原文:
——
建表语句:
CREATE EXTERNAL TABLE `app.table1`(
.....
)
PARTITIONED BY (
`dt` string)
ROW FORMAT DELIMITED
FIELDS TERMINATED BY '\t'
STORED AS INPUTFORMAT --当查询时会用到,需要查询lzo格式的文件!!
'com.hadoop.mapred.DeprecatedLzoTextInputFormat'
OUTPUTFORMAT
'org.apache.hadoop.hive.ql.io.HiveIgnoreKeyTextOutputFormat';
表格式是lzo,查询时需要对lzo文件查询,所以在写入时,也需要写入lzo格式的文件!!
写表语句:
set mapred.output.compress=true;
set hive.exec.compress.output=true;
set mapred.output.compression.codec=com.hadoop.compression.lzo.LzopCodec;
-- 前三行很重要,指定表的数据文件是lzo格式!!
set hive.exec.parallel=true;
set hive.auto.convert.join=true;
SET hive.exec.max.dynamic.partitions=100000;
SET hive.exec.max.dynamic.partitions.pernode=100000;
SET hive.exec.max.created.files=655350;
set mapreduce.input.fileinputformat.split.maxsize=256000000;
set mapreduce.input.fileinputformat.split.minsize.per.rack=256000000;
set mapreduce.input.fileinputformat.split.minsize.per.node=256000000;
set hive.hadoop.supports.splittable.combineinputformat=true;
use app;
insert overwrite table app.table1 partition(dt='""" + yesterday_str+ """')
select
....
from
......
如果不写前三行,则表的数据文件是txt格式,则查询时不会有结果!!!
查询时是 INPUT,与INPUTFORMAT有关,
写入时是OUTPUT,与OUTPUTFORMAT有关
——
坐标标注条目
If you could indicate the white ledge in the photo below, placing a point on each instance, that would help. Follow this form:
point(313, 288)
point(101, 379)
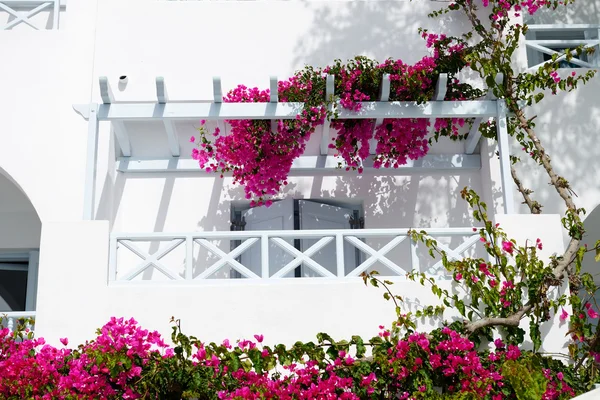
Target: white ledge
point(311, 165)
point(232, 111)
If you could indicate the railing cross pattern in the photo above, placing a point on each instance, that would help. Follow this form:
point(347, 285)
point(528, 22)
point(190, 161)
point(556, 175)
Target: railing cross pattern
point(376, 255)
point(303, 257)
point(456, 253)
point(24, 18)
point(227, 258)
point(151, 259)
point(562, 56)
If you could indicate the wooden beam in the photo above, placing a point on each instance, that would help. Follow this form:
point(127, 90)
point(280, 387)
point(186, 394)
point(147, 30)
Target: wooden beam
point(223, 111)
point(316, 165)
point(384, 95)
point(163, 98)
point(118, 125)
point(474, 134)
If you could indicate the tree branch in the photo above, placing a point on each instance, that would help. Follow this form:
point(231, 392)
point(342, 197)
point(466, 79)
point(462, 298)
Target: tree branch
point(512, 320)
point(534, 206)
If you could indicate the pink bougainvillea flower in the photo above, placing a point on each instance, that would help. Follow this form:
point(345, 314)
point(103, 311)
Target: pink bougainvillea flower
point(564, 315)
point(508, 246)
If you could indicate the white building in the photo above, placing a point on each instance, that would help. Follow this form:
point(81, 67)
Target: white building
point(87, 197)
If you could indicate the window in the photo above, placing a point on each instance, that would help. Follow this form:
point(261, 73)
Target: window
point(543, 41)
point(18, 281)
point(292, 214)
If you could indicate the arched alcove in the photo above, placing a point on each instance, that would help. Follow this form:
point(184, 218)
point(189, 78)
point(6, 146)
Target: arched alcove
point(20, 229)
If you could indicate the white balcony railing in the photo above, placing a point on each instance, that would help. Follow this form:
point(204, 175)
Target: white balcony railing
point(14, 319)
point(280, 254)
point(546, 40)
point(23, 11)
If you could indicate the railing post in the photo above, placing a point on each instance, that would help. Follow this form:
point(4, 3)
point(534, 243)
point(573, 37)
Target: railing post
point(112, 258)
point(414, 255)
point(56, 12)
point(505, 163)
point(339, 255)
point(89, 198)
point(264, 256)
point(189, 258)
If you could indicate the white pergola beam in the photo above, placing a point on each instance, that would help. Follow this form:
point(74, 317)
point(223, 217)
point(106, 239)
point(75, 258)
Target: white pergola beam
point(315, 165)
point(505, 163)
point(564, 42)
point(163, 98)
point(89, 195)
point(441, 88)
point(474, 134)
point(223, 111)
point(562, 27)
point(384, 95)
point(273, 98)
point(218, 99)
point(329, 92)
point(118, 125)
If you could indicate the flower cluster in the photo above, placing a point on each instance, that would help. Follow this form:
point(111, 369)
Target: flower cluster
point(259, 153)
point(126, 361)
point(104, 368)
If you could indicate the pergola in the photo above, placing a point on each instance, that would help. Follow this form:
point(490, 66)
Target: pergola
point(168, 111)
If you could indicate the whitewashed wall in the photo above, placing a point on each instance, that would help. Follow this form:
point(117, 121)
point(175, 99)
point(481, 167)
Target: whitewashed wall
point(75, 298)
point(43, 143)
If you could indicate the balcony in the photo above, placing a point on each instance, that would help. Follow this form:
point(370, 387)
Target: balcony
point(274, 254)
point(17, 320)
point(31, 13)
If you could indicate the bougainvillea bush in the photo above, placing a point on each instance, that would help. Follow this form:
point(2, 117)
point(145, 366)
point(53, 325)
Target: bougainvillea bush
point(260, 157)
point(125, 361)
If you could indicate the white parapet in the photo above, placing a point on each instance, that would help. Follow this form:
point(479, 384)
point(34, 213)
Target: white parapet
point(75, 296)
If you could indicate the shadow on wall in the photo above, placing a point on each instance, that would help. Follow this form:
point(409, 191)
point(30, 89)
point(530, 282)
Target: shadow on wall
point(377, 29)
point(567, 125)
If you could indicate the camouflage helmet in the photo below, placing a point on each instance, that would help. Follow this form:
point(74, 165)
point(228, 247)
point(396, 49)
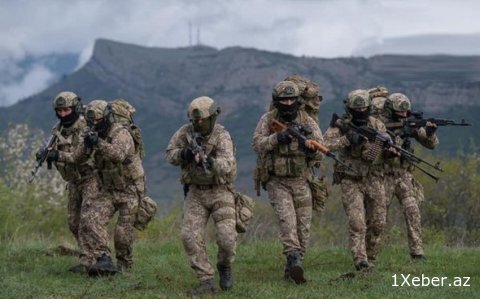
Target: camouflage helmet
point(202, 107)
point(358, 98)
point(378, 92)
point(95, 110)
point(285, 89)
point(400, 102)
point(66, 99)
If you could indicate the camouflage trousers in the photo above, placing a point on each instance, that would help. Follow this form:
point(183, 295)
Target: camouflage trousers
point(365, 203)
point(198, 206)
point(291, 200)
point(96, 213)
point(77, 192)
point(400, 185)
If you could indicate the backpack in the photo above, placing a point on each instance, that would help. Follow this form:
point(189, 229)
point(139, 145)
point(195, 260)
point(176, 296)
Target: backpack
point(122, 112)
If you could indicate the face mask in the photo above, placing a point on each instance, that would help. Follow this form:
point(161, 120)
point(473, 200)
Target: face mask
point(287, 112)
point(205, 127)
point(359, 118)
point(101, 127)
point(68, 120)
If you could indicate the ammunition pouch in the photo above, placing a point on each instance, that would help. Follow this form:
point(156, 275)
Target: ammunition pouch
point(319, 189)
point(243, 211)
point(418, 191)
point(147, 209)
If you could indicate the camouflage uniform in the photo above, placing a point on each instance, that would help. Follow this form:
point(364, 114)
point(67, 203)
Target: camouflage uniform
point(285, 170)
point(208, 193)
point(79, 175)
point(287, 187)
point(363, 193)
point(399, 178)
point(121, 177)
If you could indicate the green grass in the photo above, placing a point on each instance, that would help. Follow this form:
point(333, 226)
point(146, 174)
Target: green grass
point(161, 271)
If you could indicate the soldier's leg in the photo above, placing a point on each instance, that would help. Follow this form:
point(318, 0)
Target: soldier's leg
point(411, 212)
point(127, 204)
point(223, 214)
point(376, 207)
point(353, 203)
point(281, 199)
point(195, 217)
point(302, 200)
point(96, 213)
point(74, 209)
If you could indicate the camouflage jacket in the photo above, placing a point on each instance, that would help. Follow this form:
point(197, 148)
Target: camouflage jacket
point(70, 139)
point(358, 156)
point(395, 130)
point(285, 160)
point(218, 147)
point(116, 159)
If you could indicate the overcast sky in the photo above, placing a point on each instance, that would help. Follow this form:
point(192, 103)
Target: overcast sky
point(302, 27)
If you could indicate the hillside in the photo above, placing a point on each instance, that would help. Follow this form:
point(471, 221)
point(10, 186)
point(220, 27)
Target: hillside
point(161, 82)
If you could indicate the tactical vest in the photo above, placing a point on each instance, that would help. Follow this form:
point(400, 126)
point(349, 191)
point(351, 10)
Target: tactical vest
point(288, 160)
point(69, 139)
point(397, 163)
point(364, 160)
point(118, 175)
point(192, 173)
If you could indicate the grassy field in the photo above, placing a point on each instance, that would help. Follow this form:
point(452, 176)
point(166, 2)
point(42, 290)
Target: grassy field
point(30, 269)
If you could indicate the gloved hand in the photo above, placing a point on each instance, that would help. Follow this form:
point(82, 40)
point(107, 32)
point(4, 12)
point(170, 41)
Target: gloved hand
point(354, 138)
point(39, 154)
point(187, 154)
point(430, 130)
point(284, 138)
point(52, 156)
point(91, 139)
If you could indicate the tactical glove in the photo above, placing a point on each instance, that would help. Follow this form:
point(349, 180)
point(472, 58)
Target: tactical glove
point(39, 154)
point(52, 156)
point(187, 154)
point(430, 130)
point(91, 139)
point(284, 138)
point(354, 138)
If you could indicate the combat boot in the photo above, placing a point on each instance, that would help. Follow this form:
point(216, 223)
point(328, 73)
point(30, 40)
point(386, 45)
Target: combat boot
point(103, 266)
point(293, 268)
point(362, 265)
point(226, 278)
point(418, 257)
point(123, 265)
point(205, 287)
point(78, 269)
——
操作说明:
**a)** 根据原文,如果写表时不写前三行设置,表的数据文件会是什么格式?
**b)** 请把原文中的句子“表格式是lzo,查询时需要对lzo文件查询,所以在写入时,也需要写入lzo格式的文件!!”译成英文。
**c)** 请重新写出原文中从“ROW FORMAT DELIMITED”到“-- 前三行很重要,指定表的数据文件是lzo格式!!”的这一段,并将其中的“查询时”改名为“读取时”。

参考答案:
**a)** txt格式。

**b)** The table format is LZO, and queries must run against LZO files, so LZO-format files must also be written when writing!!

**c)**
ROW FORMAT DELIMITED
FIELDS TERMINATED BY '\t'
STORED AS INPUTFORMAT --当读取时会用到,需要查询lzo格式的文件!!
'com.hadoop.mapred.DeprecatedLzoTextInputFormat'
OUTPUTFORMAT
'org.apache.hadoop.hive.ql.io.HiveIgnoreKeyTextOutputFormat';
表格式是lzo,读取时需要对lzo文件查询,所以在写入时,也需要写入lzo格式的文件!!
写表语句:
set mapred.output.compress=true;
set hive.exec.compress.output=true;
set mapred.output.compression.codec=com.hadoop.compression.lzo.LzopCodec;
-- 前三行很重要,指定表的数据文件是lzo格式!!